### Instructions for the task
The first line of the entries below, the line containing "Return the outline of every instance of the flag", and every line between them should be repeated exactly, and nothing else.

Top of Available data

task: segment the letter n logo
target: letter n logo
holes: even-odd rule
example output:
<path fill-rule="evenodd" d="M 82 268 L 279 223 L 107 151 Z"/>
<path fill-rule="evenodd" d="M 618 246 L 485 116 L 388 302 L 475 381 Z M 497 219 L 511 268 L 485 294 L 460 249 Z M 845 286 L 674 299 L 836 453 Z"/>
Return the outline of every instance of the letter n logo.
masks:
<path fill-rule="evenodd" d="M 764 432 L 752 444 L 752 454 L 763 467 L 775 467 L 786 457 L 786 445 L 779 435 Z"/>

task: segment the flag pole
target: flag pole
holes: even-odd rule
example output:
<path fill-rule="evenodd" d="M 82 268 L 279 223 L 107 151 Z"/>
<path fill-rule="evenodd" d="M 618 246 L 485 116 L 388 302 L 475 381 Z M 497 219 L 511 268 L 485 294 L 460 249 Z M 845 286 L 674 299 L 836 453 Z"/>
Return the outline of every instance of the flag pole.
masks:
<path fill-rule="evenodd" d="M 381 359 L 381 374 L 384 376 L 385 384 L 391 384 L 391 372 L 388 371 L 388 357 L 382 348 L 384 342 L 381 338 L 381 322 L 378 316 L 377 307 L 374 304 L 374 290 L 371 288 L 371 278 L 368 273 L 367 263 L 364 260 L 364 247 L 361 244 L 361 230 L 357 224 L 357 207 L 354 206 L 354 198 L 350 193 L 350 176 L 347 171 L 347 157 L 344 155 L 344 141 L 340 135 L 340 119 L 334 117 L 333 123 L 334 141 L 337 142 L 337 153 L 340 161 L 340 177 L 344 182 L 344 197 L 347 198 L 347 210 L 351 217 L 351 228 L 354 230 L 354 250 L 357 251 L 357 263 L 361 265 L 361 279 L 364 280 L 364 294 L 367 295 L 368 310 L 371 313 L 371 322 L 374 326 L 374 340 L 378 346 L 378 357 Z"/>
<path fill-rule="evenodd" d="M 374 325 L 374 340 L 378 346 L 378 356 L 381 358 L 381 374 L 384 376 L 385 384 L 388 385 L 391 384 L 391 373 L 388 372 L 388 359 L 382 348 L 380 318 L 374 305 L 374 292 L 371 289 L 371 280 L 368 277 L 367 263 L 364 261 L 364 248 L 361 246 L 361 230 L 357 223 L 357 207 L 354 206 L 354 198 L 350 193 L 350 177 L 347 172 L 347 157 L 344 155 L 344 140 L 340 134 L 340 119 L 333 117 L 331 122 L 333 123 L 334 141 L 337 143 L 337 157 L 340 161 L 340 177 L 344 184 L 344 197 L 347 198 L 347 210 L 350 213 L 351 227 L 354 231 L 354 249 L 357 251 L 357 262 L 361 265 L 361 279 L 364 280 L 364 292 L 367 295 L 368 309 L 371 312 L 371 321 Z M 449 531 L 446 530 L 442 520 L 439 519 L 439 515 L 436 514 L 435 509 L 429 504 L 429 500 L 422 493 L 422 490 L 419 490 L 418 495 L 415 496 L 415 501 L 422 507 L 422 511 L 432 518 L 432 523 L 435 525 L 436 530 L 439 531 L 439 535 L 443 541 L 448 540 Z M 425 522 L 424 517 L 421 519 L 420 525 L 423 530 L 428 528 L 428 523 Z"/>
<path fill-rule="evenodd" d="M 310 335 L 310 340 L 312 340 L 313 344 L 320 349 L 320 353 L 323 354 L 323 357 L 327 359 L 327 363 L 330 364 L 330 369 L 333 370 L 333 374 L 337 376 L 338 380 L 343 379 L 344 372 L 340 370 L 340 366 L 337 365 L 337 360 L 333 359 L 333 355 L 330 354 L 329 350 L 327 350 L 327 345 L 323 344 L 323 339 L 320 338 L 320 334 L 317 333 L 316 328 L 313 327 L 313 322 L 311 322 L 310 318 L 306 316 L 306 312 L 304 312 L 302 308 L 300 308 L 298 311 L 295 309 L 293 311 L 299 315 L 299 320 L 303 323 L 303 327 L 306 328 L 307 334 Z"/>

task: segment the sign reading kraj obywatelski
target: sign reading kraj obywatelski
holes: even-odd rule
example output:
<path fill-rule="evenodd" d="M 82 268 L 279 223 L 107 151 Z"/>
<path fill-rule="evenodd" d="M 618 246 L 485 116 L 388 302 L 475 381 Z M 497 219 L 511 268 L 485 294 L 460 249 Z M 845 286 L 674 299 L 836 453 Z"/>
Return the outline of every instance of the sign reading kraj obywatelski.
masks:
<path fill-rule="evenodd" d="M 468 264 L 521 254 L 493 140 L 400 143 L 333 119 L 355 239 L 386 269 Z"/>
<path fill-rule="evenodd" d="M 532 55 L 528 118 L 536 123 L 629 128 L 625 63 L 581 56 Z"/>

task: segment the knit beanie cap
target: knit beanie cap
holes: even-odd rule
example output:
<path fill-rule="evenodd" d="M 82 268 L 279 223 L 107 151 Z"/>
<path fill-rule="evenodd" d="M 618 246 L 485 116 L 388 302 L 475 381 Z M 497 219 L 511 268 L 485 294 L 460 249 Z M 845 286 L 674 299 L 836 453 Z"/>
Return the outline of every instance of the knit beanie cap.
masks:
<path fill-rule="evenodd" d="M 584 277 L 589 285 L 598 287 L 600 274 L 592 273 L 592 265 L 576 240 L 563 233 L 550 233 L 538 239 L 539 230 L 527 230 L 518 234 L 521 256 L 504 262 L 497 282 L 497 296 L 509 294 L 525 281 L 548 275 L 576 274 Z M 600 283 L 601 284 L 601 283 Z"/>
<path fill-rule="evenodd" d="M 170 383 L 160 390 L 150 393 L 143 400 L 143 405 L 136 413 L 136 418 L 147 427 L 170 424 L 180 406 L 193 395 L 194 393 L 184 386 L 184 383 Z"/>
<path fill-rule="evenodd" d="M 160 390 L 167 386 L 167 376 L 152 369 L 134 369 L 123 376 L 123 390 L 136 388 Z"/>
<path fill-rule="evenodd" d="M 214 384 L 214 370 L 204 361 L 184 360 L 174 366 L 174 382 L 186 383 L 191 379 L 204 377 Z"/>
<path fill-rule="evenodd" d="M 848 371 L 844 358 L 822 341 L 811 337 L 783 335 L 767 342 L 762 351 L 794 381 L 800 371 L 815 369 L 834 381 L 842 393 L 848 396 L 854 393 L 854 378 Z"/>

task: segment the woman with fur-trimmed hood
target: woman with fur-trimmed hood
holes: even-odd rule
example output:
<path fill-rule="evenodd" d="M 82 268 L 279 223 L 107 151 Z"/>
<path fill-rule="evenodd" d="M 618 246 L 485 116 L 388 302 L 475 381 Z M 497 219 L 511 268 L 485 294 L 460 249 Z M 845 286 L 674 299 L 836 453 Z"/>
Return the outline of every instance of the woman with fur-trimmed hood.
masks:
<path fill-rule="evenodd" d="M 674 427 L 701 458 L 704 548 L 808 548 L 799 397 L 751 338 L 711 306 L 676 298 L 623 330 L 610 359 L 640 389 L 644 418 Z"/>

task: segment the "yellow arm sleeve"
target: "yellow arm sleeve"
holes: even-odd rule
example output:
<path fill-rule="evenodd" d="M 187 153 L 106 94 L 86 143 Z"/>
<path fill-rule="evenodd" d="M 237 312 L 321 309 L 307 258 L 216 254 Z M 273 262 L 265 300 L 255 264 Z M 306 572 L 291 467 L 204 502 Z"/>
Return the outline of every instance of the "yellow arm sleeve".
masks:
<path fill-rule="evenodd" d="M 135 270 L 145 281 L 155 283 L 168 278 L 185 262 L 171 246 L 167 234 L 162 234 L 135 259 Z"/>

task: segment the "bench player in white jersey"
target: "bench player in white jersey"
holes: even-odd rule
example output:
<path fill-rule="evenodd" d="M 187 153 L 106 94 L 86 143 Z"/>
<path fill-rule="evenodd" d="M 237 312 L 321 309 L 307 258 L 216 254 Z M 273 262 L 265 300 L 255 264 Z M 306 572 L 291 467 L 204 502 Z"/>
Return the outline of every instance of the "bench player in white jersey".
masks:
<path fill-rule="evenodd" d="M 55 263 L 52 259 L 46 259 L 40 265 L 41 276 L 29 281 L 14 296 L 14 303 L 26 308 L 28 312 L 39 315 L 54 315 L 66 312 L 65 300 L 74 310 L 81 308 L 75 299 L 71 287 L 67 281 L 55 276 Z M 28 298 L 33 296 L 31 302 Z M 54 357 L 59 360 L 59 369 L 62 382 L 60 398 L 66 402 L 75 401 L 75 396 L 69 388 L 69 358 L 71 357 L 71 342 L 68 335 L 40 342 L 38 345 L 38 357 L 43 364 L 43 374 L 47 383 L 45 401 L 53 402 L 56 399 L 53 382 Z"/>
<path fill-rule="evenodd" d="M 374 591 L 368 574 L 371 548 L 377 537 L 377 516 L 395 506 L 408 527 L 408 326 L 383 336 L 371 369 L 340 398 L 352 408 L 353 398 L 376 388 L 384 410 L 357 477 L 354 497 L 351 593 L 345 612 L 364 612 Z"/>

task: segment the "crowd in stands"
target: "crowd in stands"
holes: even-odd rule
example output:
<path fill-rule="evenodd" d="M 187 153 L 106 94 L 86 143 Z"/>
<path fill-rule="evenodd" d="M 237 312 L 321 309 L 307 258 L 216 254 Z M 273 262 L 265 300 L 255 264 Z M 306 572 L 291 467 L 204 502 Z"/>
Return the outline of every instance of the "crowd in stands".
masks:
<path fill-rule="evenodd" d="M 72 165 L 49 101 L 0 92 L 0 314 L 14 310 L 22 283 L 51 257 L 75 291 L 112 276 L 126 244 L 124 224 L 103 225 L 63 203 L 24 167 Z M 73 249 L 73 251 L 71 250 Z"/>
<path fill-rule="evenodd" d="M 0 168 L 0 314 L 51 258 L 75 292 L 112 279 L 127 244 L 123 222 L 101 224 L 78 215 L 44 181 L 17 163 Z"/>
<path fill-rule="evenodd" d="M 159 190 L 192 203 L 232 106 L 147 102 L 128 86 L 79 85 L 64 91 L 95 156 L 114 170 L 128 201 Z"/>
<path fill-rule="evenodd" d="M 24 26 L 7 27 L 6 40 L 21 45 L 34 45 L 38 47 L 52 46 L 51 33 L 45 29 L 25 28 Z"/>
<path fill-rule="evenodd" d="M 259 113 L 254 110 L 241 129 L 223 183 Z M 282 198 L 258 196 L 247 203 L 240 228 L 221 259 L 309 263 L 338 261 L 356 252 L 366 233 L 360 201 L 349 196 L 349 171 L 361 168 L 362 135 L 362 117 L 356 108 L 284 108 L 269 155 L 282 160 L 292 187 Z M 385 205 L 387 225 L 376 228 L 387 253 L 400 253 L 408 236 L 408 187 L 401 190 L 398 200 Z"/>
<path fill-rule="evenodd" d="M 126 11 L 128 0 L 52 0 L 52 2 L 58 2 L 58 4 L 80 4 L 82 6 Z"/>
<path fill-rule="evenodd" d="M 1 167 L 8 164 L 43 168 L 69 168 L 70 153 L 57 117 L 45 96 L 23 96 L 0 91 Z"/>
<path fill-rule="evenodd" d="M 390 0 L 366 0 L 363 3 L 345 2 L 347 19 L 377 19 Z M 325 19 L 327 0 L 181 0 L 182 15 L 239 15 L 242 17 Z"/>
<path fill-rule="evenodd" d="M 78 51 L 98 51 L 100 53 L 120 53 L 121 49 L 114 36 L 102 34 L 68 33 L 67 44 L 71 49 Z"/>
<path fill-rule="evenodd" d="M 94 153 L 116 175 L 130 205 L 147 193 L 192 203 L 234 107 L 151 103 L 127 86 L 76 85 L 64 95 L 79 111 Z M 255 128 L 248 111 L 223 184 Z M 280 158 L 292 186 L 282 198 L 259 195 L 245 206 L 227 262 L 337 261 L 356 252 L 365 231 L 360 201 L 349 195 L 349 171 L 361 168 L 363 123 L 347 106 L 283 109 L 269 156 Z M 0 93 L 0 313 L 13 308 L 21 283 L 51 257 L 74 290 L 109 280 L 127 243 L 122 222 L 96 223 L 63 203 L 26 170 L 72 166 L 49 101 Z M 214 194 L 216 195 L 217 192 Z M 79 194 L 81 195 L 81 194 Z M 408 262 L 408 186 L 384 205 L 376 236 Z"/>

Bottom of Available data

### Written answer
task: segment the letter n logo
target: letter n logo
holes: even-odd rule
example output:
<path fill-rule="evenodd" d="M 82 268 L 279 223 L 107 151 Z"/>
<path fill-rule="evenodd" d="M 618 246 L 485 116 L 388 302 L 475 381 Z M 497 219 L 511 268 L 485 294 L 460 249 Z M 845 286 L 674 299 L 836 453 Z"/>
Return the outline of every instance of the letter n logo.
masks:
<path fill-rule="evenodd" d="M 764 432 L 752 444 L 752 454 L 763 467 L 775 467 L 786 457 L 786 445 L 779 435 Z"/>

task: segment the flag pole
target: flag pole
holes: even-odd rule
example output:
<path fill-rule="evenodd" d="M 82 268 L 279 223 L 107 151 Z"/>
<path fill-rule="evenodd" d="M 618 246 L 485 116 L 388 302 L 475 381 Z M 497 219 L 511 268 L 485 294 L 460 249 Z M 845 286 L 674 299 L 836 453 Z"/>
Return the outline of every instance of the flag pole.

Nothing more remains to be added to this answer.